Recorded data:
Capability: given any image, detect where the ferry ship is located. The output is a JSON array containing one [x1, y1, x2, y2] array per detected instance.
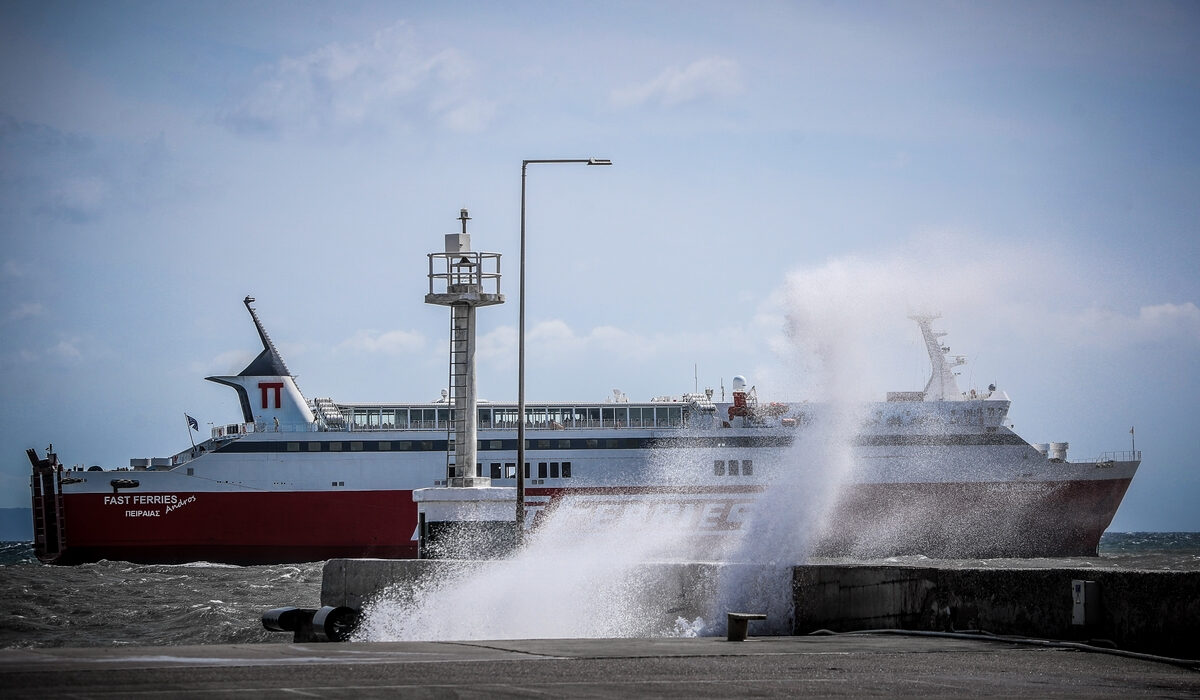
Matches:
[[28, 297, 1140, 565]]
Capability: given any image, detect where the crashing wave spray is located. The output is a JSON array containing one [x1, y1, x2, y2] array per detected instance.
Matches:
[[354, 485, 715, 640], [356, 274, 874, 641], [700, 290, 868, 634]]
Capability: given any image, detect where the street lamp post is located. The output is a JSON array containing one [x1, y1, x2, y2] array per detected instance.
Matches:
[[516, 157, 611, 543]]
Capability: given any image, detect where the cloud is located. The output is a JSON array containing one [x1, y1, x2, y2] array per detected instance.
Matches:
[[611, 57, 743, 108], [335, 329, 425, 355], [8, 301, 42, 320], [766, 230, 1200, 400], [43, 176, 109, 222], [478, 321, 668, 367], [49, 338, 81, 360], [1069, 302, 1200, 345], [191, 349, 256, 376], [220, 22, 494, 136]]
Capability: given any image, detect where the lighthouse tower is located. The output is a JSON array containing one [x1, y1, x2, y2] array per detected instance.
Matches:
[[425, 209, 504, 487]]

Instructions to follow: Would you set down each line of the listing above exactly, apart from the pictures?

Answer space:
Capability: given any image, detect where the ferry ship is located. The output is a JSON array containing one [x1, y1, x2, y2] array per detected instance.
Matches:
[[28, 297, 1140, 565]]
Capability: given any image, detect where the crashing wave spray is located. The output is a JSON array containing one [x1, y1, x2, y2] array per detected instance.
Matches:
[[354, 485, 715, 640], [356, 274, 874, 641], [700, 290, 868, 634]]
Capability: given any image, detect where the street lamp post is located. The output is a JSON array containing one [x1, y1, x2, y2] array per detected instance.
Matches:
[[516, 157, 611, 543]]
Capability: given any image, detect where the cloud is located. The output is a JSON array containing one [x1, y1, x2, y2] array per detected instance.
Matches:
[[611, 57, 743, 108], [335, 329, 425, 355], [8, 301, 42, 320], [766, 230, 1200, 400], [43, 176, 109, 222], [478, 321, 668, 367], [49, 338, 81, 360], [1069, 302, 1200, 345], [191, 349, 256, 376], [220, 22, 494, 136]]
Capability: given any image, detect where the lighthouse tower is located. The output is a JSON array containing one [x1, y1, x2, y2] array per detected instance.
Matches:
[[425, 209, 504, 487]]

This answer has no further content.